Saved data entries
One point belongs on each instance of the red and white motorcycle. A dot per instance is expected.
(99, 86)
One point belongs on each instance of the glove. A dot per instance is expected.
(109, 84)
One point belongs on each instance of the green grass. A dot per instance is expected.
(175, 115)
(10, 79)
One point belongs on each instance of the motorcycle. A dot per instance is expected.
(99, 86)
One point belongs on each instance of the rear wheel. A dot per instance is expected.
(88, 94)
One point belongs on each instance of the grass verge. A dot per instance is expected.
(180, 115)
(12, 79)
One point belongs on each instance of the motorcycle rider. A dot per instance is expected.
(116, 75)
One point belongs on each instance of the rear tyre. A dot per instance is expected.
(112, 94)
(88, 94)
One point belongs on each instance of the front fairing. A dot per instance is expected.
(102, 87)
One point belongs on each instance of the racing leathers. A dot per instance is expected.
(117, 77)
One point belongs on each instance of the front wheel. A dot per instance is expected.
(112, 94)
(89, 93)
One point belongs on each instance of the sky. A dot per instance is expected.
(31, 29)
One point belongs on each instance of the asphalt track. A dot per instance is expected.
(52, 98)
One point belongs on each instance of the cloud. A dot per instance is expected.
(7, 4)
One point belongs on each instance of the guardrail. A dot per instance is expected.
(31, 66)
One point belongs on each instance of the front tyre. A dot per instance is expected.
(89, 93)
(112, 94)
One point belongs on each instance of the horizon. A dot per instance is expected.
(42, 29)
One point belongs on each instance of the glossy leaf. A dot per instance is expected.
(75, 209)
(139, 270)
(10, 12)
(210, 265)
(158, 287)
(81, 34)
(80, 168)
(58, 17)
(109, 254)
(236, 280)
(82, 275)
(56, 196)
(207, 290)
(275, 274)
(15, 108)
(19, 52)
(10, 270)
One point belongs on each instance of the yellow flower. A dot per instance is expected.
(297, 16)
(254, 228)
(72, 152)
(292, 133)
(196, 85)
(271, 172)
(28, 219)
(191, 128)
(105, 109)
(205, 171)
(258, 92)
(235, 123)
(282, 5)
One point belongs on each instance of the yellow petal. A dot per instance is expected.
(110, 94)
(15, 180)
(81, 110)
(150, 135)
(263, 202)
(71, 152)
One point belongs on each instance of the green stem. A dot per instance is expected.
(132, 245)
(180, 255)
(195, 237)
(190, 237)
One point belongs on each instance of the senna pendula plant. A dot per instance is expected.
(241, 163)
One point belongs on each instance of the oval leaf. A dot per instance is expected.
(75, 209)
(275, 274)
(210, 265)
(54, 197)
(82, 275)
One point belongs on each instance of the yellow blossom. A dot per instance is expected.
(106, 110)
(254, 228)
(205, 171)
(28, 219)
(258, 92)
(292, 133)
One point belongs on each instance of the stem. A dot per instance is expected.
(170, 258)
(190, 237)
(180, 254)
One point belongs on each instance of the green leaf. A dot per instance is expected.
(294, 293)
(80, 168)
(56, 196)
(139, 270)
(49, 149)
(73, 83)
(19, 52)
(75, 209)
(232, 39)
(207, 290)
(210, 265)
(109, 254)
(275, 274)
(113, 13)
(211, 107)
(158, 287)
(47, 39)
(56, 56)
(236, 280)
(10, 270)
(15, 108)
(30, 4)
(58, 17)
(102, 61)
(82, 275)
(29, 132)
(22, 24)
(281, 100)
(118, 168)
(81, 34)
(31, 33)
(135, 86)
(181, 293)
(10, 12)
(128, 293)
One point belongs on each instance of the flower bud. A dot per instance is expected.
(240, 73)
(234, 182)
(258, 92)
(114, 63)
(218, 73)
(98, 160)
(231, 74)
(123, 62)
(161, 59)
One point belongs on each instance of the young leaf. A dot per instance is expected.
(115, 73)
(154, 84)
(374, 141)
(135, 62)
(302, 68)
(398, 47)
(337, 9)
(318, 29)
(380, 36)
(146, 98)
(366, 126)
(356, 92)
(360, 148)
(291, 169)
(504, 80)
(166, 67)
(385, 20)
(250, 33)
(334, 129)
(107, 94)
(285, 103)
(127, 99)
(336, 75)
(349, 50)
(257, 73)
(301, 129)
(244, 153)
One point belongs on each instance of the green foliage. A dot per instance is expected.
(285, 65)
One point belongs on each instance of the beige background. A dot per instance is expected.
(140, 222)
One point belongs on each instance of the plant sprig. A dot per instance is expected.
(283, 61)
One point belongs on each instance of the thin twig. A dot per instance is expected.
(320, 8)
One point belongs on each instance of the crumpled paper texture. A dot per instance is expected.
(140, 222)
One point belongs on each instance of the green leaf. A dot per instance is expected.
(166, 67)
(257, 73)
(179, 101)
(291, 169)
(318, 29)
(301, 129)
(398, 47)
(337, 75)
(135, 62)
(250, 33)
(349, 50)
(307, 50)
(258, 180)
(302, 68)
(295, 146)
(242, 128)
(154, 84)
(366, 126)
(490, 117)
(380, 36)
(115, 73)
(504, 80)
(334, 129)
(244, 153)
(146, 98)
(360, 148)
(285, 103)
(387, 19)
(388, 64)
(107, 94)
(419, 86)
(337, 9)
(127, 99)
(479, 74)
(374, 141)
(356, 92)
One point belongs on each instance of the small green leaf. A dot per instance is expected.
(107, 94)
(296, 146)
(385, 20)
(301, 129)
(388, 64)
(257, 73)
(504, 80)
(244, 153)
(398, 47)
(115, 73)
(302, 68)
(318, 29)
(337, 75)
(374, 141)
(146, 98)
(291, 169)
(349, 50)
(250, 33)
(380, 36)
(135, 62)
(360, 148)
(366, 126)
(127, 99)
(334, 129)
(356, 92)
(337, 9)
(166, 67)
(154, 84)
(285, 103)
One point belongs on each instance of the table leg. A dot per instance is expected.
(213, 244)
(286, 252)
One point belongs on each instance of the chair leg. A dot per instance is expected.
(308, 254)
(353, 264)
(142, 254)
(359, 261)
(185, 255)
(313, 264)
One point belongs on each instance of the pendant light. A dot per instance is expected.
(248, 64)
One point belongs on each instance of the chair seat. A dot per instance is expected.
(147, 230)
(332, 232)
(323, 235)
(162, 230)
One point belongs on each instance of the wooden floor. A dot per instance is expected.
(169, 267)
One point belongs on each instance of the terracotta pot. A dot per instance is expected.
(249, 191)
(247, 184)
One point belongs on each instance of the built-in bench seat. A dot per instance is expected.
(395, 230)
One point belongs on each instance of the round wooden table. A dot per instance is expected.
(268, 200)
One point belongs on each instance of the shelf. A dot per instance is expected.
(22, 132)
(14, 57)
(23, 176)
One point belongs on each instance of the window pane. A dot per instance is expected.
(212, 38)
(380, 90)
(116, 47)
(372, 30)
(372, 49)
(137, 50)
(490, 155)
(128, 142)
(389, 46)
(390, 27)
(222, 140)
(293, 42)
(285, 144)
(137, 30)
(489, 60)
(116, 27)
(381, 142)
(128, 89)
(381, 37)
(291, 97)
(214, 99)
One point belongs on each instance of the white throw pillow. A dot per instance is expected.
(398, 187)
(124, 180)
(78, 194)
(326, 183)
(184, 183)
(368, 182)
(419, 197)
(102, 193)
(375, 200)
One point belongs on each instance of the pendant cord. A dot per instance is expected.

__WORK TO BE COMPLETED__
All entries must be duplicated exactly, with none left out.

__WRITTEN ANSWER__
One point belongs on each instance of the red and white motorcycle. A dot per instance is expected.
(99, 86)
One point belongs on each instance of the glove. A dot per instance is expected.
(109, 84)
One point belongs on each instance of the green grass. A dot per instance is expected.
(175, 115)
(10, 79)
One point belongs on each instance of the motorcycle. A dot per instance is expected.
(99, 86)
One point belongs on each instance of the rear wheel. A dot per instance is expected.
(88, 94)
One point belongs on each instance of the grass verge. A dot per instance is expected.
(180, 115)
(12, 79)
One point belongs on each instance of the motorcycle rider. A dot per instance is expected.
(116, 75)
One point belongs on each instance of the rear tyre. A dot per instance is expected.
(112, 94)
(88, 94)
One point belongs on each instance of the front fairing. A dot per instance is expected.
(102, 87)
One point belongs on each instance of the racing leathers. A dot per instance is expected.
(117, 77)
One point belongs on each instance of the front wheel. A dot per instance is expected.
(112, 94)
(89, 93)
One point belongs on each instance of the sky. A dot per instance is expected.
(31, 29)
One point belongs on each instance of the asphalt track. A dot per instance is expected.
(52, 98)
One point belongs on each instance of the cloud. A dot per instance is expected.
(7, 4)
One point belongs on each instance of the guardrail. A dot per instance is expected.
(31, 66)
One point belongs on each instance of the front tyre. A dot per instance is expected.
(89, 93)
(112, 94)
One point belongs on each instance of the horizon. A dot per instance is expected.
(42, 29)
One point belongs on each instance of the glossy leaf. A dot per instance is expected.
(75, 209)
(139, 270)
(10, 12)
(210, 265)
(158, 287)
(81, 34)
(80, 168)
(58, 17)
(109, 254)
(236, 280)
(82, 275)
(56, 196)
(207, 290)
(275, 274)
(15, 108)
(19, 52)
(10, 270)
One point belongs on each instance of the yellow flower. A dot per instance is expected.
(297, 16)
(254, 228)
(72, 152)
(292, 133)
(196, 85)
(271, 172)
(28, 219)
(191, 128)
(105, 109)
(205, 171)
(258, 92)
(235, 123)
(282, 5)
One point belongs on each instance of the yellow petal. A dot per instance is expected.
(110, 94)
(15, 180)
(81, 110)
(150, 135)
(263, 202)
(71, 152)
One point belongs on each instance of the green stem. A dot per instance is expected.
(132, 245)
(180, 255)
(195, 237)
(190, 237)
One point belongs on each instance of the senna pendula plant. A dot per instance is expected.
(241, 163)
One point belongs on each instance of the oval leaf. A dot per instance is expected.
(75, 209)
(275, 274)
(210, 265)
(54, 197)
(82, 275)
One point belongs on each instance of the yellow blossom. A dot per instance is expected.
(106, 110)
(254, 228)
(205, 171)
(28, 219)
(258, 92)
(292, 133)
One point belongs on each instance of the stem. A dot per instance is expected.
(170, 258)
(190, 237)
(180, 254)
One point belongs on each instance of the green leaf. A dot per instance is expected.
(294, 293)
(80, 168)
(56, 196)
(139, 270)
(49, 149)
(73, 83)
(19, 52)
(75, 209)
(232, 39)
(207, 290)
(210, 265)
(109, 254)
(275, 274)
(113, 13)
(211, 107)
(158, 287)
(47, 39)
(56, 56)
(236, 280)
(10, 270)
(15, 108)
(30, 4)
(58, 17)
(102, 61)
(82, 275)
(29, 132)
(22, 24)
(281, 100)
(118, 168)
(81, 34)
(31, 33)
(135, 86)
(181, 293)
(10, 12)
(128, 293)
One point belongs on each instance of the flower bud. A dot per instance is expected.
(240, 73)
(234, 182)
(258, 92)
(114, 63)
(218, 73)
(98, 160)
(231, 74)
(123, 62)
(161, 59)
One point belongs on each instance of the young leaf. A dot per instance is expected.
(115, 73)
(154, 84)
(374, 141)
(135, 62)
(302, 68)
(398, 47)
(337, 9)
(318, 29)
(380, 36)
(146, 98)
(366, 126)
(356, 92)
(360, 148)
(291, 169)
(504, 80)
(166, 67)
(385, 20)
(250, 33)
(334, 129)
(107, 94)
(285, 103)
(127, 99)
(336, 75)
(349, 50)
(257, 73)
(301, 129)
(244, 153)
One point belongs on each instance of the green foliage. A dot per instance is expected.
(285, 65)
One point belongs on each instance of the beige background. A dot per instance is expected.
(140, 222)
One point belongs on each instance of the plant sprig. A dot per instance is expected.
(283, 61)
One point belongs on each instance of the thin twig. A dot per instance is expected.
(320, 8)
One point belongs on each instance of the crumpled paper texture. A dot per instance is expected.
(140, 222)
One point belongs on each instance of the green leaf. A dot per instance is expected.
(166, 67)
(257, 73)
(179, 101)
(291, 169)
(318, 29)
(301, 129)
(398, 47)
(337, 75)
(135, 62)
(250, 33)
(349, 50)
(307, 50)
(258, 180)
(302, 68)
(295, 146)
(242, 128)
(154, 84)
(366, 126)
(490, 117)
(380, 36)
(115, 73)
(504, 80)
(334, 129)
(244, 153)
(146, 98)
(360, 148)
(285, 103)
(387, 19)
(388, 64)
(107, 94)
(419, 86)
(337, 9)
(127, 99)
(479, 74)
(374, 141)
(356, 92)
One point belongs on each instance of the small green leaf. A dot per instance is expected.
(107, 94)
(296, 146)
(385, 20)
(301, 129)
(388, 64)
(257, 73)
(504, 80)
(244, 153)
(398, 47)
(115, 73)
(302, 68)
(318, 29)
(337, 75)
(374, 141)
(146, 98)
(291, 169)
(349, 50)
(250, 33)
(380, 36)
(135, 62)
(360, 148)
(366, 126)
(127, 99)
(334, 129)
(356, 92)
(337, 9)
(166, 67)
(154, 84)
(285, 103)
One point belongs on each instance of the table leg. A dot per instance is expected.
(213, 244)
(286, 252)
One point belongs on each instance of the chair leg. A dot per instance is expected.
(308, 254)
(353, 264)
(142, 254)
(359, 261)
(185, 255)
(313, 264)
One point belongs on each instance of the pendant light. A dot per instance is expected.
(248, 64)
One point belongs on each instance of the chair seat. A dot per instance is expected.
(147, 230)
(332, 232)
(323, 235)
(162, 230)
One point belongs on each instance of the wooden floor. A dot per instance is expected.
(169, 267)
One point belongs on each instance of the terracotta pot. A dot per instance is expected.
(249, 191)
(247, 184)
One point belongs on each instance of the built-in bench seat. A dot per instance is expected.
(395, 230)
One point belongs on each instance of the round wooden table. A dot per instance is expected.
(268, 200)
One point belongs on each instance of the shelf. A dot per instance is expected.
(22, 132)
(14, 57)
(23, 176)
One point belongs on each instance of the window pane. A dot per instance is expected.
(212, 38)
(380, 90)
(116, 47)
(372, 30)
(372, 49)
(137, 50)
(490, 155)
(128, 142)
(389, 46)
(390, 27)
(222, 140)
(293, 42)
(285, 144)
(137, 30)
(489, 60)
(116, 27)
(381, 142)
(128, 89)
(381, 37)
(291, 97)
(214, 99)
One point belongs on each instance of the white throw pillow. A dot per instance is expected.
(398, 187)
(124, 180)
(78, 194)
(326, 183)
(184, 183)
(368, 182)
(419, 197)
(102, 193)
(375, 200)
One point belongs on each instance of the pendant cord. A dot per instance is expected.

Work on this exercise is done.